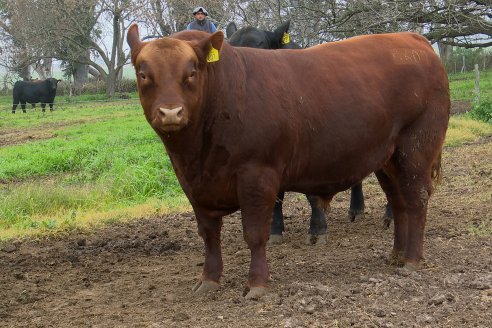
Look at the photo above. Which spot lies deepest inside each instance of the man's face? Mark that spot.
(200, 16)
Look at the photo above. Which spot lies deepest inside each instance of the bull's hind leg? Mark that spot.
(277, 227)
(257, 191)
(407, 181)
(357, 206)
(209, 228)
(389, 186)
(318, 229)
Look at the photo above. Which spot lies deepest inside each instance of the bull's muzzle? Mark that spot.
(172, 119)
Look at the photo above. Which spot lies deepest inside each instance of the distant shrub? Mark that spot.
(127, 86)
(482, 111)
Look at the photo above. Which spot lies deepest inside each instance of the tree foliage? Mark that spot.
(91, 33)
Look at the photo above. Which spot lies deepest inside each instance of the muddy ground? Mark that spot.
(140, 274)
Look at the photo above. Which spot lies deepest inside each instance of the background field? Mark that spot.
(92, 161)
(71, 180)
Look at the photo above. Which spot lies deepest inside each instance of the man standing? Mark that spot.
(201, 22)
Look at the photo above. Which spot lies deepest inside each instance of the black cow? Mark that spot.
(253, 37)
(33, 92)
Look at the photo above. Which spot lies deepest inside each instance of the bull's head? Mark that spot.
(171, 77)
(53, 83)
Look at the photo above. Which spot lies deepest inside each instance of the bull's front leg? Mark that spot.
(209, 228)
(257, 192)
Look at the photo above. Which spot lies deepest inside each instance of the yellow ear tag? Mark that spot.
(213, 55)
(286, 38)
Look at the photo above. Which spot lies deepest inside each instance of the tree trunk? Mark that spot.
(80, 78)
(445, 51)
(43, 68)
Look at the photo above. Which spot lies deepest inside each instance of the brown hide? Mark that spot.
(315, 121)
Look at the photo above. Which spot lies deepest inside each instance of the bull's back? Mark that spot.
(337, 99)
(32, 92)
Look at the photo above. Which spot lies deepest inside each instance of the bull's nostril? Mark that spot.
(164, 111)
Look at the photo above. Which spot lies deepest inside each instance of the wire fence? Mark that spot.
(62, 105)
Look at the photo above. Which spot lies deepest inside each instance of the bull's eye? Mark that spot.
(190, 78)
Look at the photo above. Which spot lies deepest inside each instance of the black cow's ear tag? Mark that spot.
(286, 38)
(213, 55)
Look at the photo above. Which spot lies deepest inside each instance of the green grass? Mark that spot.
(462, 85)
(99, 162)
(104, 162)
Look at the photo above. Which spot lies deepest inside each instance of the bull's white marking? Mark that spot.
(168, 111)
(408, 56)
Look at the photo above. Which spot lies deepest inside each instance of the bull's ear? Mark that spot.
(231, 29)
(279, 31)
(209, 47)
(217, 39)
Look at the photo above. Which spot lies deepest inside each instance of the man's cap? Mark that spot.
(198, 9)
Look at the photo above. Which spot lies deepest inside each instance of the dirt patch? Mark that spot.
(10, 137)
(460, 106)
(140, 274)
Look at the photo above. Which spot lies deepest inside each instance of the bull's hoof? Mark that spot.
(275, 239)
(255, 293)
(386, 222)
(205, 286)
(317, 239)
(355, 215)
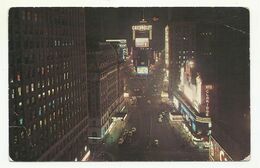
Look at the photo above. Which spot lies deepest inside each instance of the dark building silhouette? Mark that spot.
(48, 111)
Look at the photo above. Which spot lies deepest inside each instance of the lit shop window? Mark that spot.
(32, 87)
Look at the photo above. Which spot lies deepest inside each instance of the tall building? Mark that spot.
(182, 37)
(48, 114)
(142, 53)
(105, 90)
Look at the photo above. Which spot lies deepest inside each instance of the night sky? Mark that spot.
(106, 23)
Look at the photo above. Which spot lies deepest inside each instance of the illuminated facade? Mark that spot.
(122, 48)
(210, 86)
(48, 115)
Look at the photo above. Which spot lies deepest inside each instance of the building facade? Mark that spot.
(105, 90)
(48, 114)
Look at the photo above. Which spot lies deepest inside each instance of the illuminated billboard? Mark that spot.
(142, 70)
(142, 42)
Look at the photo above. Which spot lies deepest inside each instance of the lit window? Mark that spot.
(35, 17)
(48, 68)
(19, 89)
(44, 108)
(28, 101)
(29, 132)
(18, 77)
(21, 121)
(32, 87)
(42, 70)
(40, 123)
(27, 88)
(42, 84)
(40, 111)
(12, 93)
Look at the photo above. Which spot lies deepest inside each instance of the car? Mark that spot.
(130, 133)
(156, 142)
(120, 141)
(133, 129)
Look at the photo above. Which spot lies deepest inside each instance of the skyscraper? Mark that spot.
(47, 84)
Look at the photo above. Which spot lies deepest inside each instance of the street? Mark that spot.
(173, 143)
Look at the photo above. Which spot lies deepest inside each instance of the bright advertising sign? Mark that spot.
(216, 152)
(142, 42)
(142, 70)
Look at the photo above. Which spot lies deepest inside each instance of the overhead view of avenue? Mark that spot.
(129, 84)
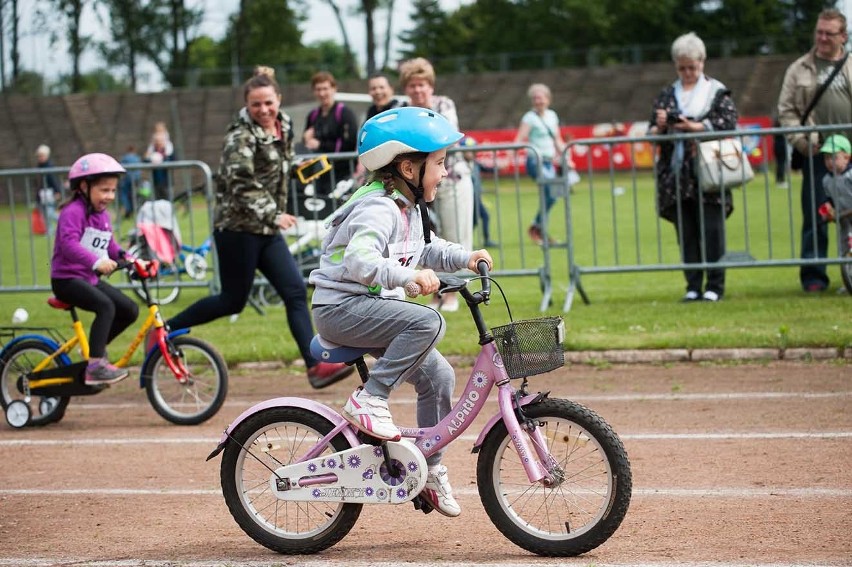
--------------------
* _Brief_: Tally the lines of the listing above that contain the string "facade". Case counts, and your reply should be the number alone.

* _Written answer_: 2